◆ Document section
■ ■ ■ ■ ■
Monday, July 20, 2015

I Am A Terrible Cyborg

When the surgeon stated that he would be inserting a mediport in my chest,  my mind just breezed right by the whole topic.  A mediport is a device that allows blood to be drawn and chemotherapy administered in one central location, to eliminate multiple needle sticks.  Also, chemo is not kind to veins, so the larger veins are better for handling those drugs. I got that, but I didn't.  The idea of having a block of plastic inserted in my chest was there, of course, but it wasn't real, or I didn't really want to deal with it at the time. 

Even then, my brain thought a mediport looked like this:
 When it actually looks like this:

When I came out of surgery, and could feel a tube going from this hard round thing in my chest up into my neck, I kind of freaked out.  Tubes?  Nobody said anything about tubes!  I'm a "worst case scenario" person when it comes to some things, and having plastic items inserted into parts of your body brought my anxiety to a boiling point.  Even though intellectually I understood the reasons for the mediport, my emotions did not.  I kept having dreams of the tube in my neck suddenly bursting out of my jugular in the middle of a meeting, or being in a car accident and having the port shattered by an air bag, or lots of other fun scenarios.  I'm sure that my surgeon regretted ever giving me his cell phone number.

And then I just got used to it.  It was certainly much easier and convenient to have them insert a needle into the port than it would have been getting a vein punctured every time. They numbed the area, so I didn't even feel the needle pinch.  Nobody else in the chemo lab seemed to be freaking out over their mediports like I was, and my anxiety seemed silly, even for me.  My worries moved to the back of my head once the side effects of the chemo became very severe, and I was grateful to have the mediport.

I got this cyborg thing, I decided.  I could do this.  Maybe they could just install my phone/computer underneath my skin on my forearm, so that I could just have it with me all the time.  At night I would just "plug in" and recharge.  Easy, right?  I could have some sort of remote feature that let me set the coffee maker to run from my fingertips while I changed the channel on the television. I could unlock and start my car by pointing my finger!  Having some plastic or metal parts could Indeed make life easier in some ways, I thought.
■ ■ ■ ■ ■
◆ Source information
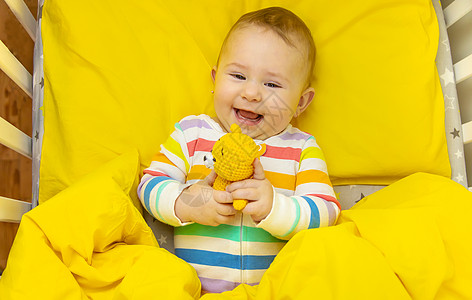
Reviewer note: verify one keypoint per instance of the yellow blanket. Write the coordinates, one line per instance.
(409, 240)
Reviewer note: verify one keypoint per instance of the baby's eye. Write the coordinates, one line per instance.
(238, 76)
(273, 85)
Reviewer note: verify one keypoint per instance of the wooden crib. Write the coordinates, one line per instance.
(458, 17)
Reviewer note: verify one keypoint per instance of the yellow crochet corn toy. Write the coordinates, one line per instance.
(232, 159)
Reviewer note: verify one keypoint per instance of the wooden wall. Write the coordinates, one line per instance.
(16, 108)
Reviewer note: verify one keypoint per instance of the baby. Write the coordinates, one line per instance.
(262, 81)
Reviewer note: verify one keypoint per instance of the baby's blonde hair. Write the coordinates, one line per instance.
(287, 25)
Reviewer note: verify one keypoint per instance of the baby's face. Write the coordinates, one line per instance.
(258, 83)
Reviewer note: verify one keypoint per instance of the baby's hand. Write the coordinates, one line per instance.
(257, 190)
(202, 204)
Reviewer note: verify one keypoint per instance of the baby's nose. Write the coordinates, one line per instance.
(251, 91)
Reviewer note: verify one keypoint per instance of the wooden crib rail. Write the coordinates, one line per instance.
(12, 209)
(456, 10)
(24, 16)
(10, 136)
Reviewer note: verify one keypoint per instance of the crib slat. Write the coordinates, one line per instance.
(467, 132)
(456, 10)
(15, 70)
(15, 139)
(12, 209)
(23, 14)
(463, 69)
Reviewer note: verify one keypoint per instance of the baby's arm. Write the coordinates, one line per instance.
(314, 202)
(165, 195)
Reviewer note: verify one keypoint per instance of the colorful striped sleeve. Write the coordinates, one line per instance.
(313, 204)
(164, 180)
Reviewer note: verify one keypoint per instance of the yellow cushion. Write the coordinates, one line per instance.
(119, 76)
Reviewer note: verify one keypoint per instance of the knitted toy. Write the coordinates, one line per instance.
(232, 159)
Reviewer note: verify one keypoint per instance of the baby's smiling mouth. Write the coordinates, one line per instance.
(247, 117)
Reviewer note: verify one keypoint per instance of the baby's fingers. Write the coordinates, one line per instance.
(210, 179)
(222, 197)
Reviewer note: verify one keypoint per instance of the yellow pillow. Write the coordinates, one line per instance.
(119, 76)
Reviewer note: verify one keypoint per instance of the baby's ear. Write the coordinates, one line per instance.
(262, 149)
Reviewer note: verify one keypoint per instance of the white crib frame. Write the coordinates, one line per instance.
(11, 210)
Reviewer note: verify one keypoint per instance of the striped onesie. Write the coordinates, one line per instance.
(227, 255)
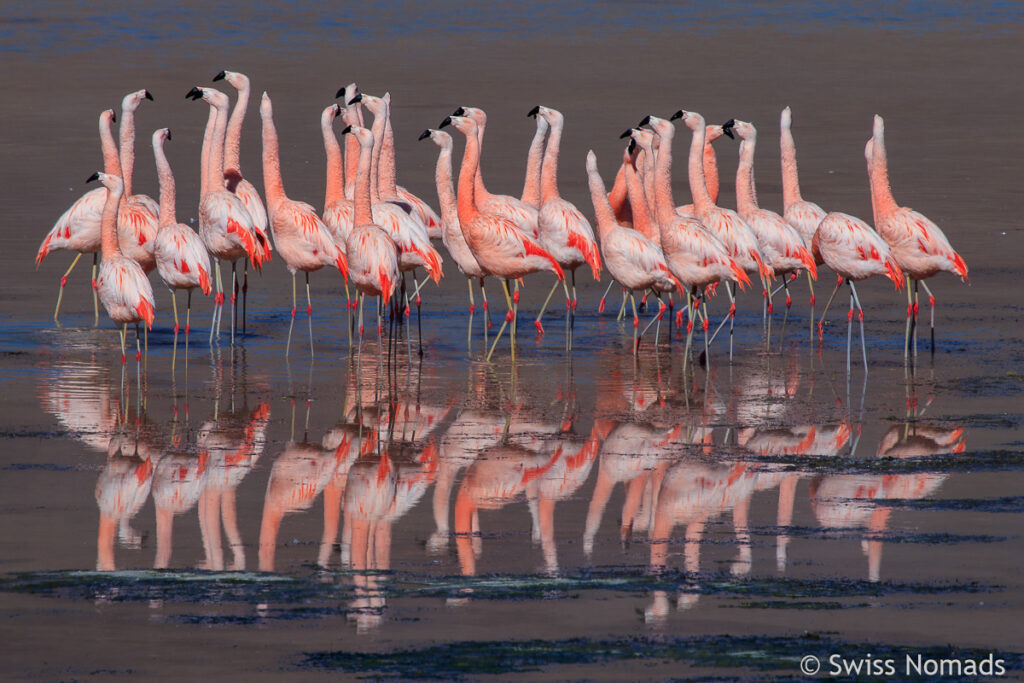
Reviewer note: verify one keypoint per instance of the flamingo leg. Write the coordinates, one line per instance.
(821, 319)
(505, 286)
(309, 316)
(860, 317)
(64, 281)
(174, 352)
(537, 323)
(931, 306)
(600, 306)
(95, 297)
(288, 344)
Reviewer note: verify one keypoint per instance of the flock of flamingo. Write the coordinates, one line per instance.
(374, 230)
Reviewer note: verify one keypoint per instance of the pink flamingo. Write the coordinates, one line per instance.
(723, 223)
(182, 260)
(409, 233)
(712, 133)
(237, 183)
(803, 215)
(137, 218)
(498, 245)
(373, 256)
(633, 260)
(302, 239)
(78, 227)
(565, 232)
(452, 235)
(123, 287)
(519, 212)
(392, 191)
(694, 256)
(780, 243)
(919, 245)
(854, 251)
(224, 223)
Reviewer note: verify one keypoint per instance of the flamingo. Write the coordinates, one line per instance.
(633, 260)
(694, 256)
(919, 245)
(710, 160)
(390, 190)
(854, 251)
(452, 235)
(803, 215)
(78, 227)
(237, 183)
(723, 223)
(373, 256)
(780, 243)
(123, 287)
(408, 232)
(499, 247)
(522, 214)
(224, 223)
(302, 239)
(137, 218)
(182, 260)
(535, 161)
(565, 232)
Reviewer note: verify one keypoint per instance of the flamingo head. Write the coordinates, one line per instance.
(440, 138)
(235, 79)
(133, 99)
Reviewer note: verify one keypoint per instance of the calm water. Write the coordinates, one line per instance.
(594, 517)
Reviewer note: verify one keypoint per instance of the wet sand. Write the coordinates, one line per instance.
(902, 536)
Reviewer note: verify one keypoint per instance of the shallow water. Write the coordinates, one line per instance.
(591, 517)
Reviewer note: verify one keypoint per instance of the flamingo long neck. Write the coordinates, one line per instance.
(531, 185)
(881, 189)
(211, 123)
(549, 172)
(352, 117)
(606, 223)
(747, 199)
(388, 171)
(380, 123)
(112, 163)
(711, 171)
(167, 210)
(109, 223)
(272, 183)
(481, 193)
(642, 221)
(127, 147)
(619, 199)
(791, 178)
(335, 168)
(646, 176)
(364, 206)
(445, 189)
(467, 181)
(665, 207)
(232, 143)
(701, 199)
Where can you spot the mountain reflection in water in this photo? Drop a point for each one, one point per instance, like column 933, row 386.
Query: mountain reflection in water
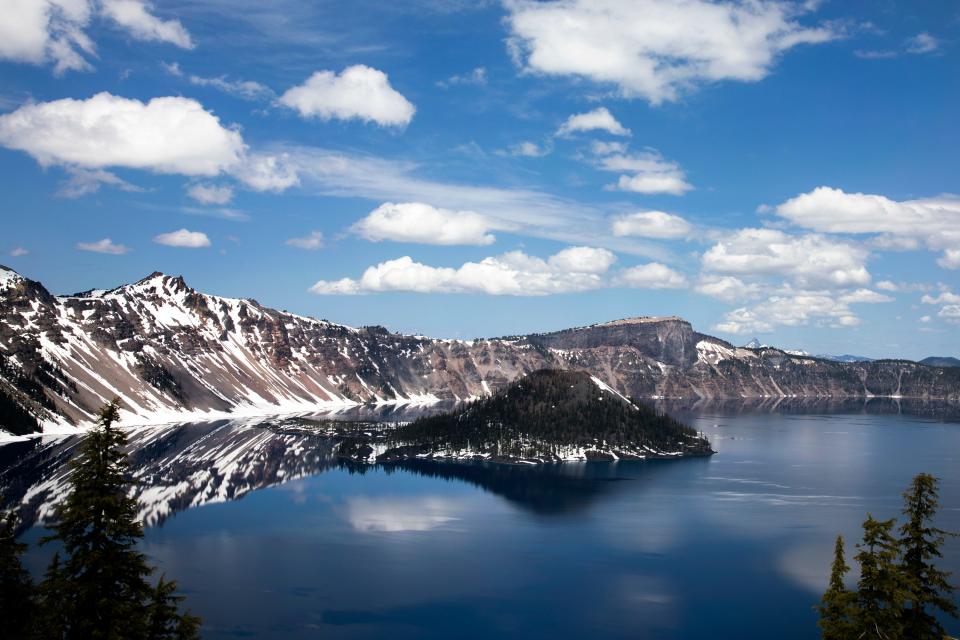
column 188, row 465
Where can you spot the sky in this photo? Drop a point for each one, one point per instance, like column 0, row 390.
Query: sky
column 784, row 170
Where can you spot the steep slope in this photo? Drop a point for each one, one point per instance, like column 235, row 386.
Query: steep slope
column 941, row 361
column 547, row 416
column 172, row 353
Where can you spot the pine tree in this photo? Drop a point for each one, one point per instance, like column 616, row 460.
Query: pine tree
column 837, row 604
column 920, row 544
column 166, row 623
column 16, row 587
column 101, row 589
column 51, row 620
column 882, row 593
■ ■ ■ ■ ■
◆ Task
Print the part of the blog post about the mediport between "When I came" and "cell phone number.", inclusive, without changing any of it. The records play no part in what comes next.

◆ Task answer
When I came out of surgery, and could feel a tube going from this hard round thing in my chest up into my neck, I kind of freaked out.  Tubes?  Nobody said anything about tubes!  I'm a "worst case scenario" person when it comes to some things, and having plastic items inserted into parts of your body brought my anxiety to a boiling point.  Even though intellectually I understood the reasons for the mediport, my emotions did not.  I kept having dreams of the tube in my neck suddenly bursting out of my jugular in the middle of a meeting, or being in a car accident and having the port shattered by an air bag, or lots of other fun scenarios.  I'm sure that my surgeon regretted ever giving me his cell phone number.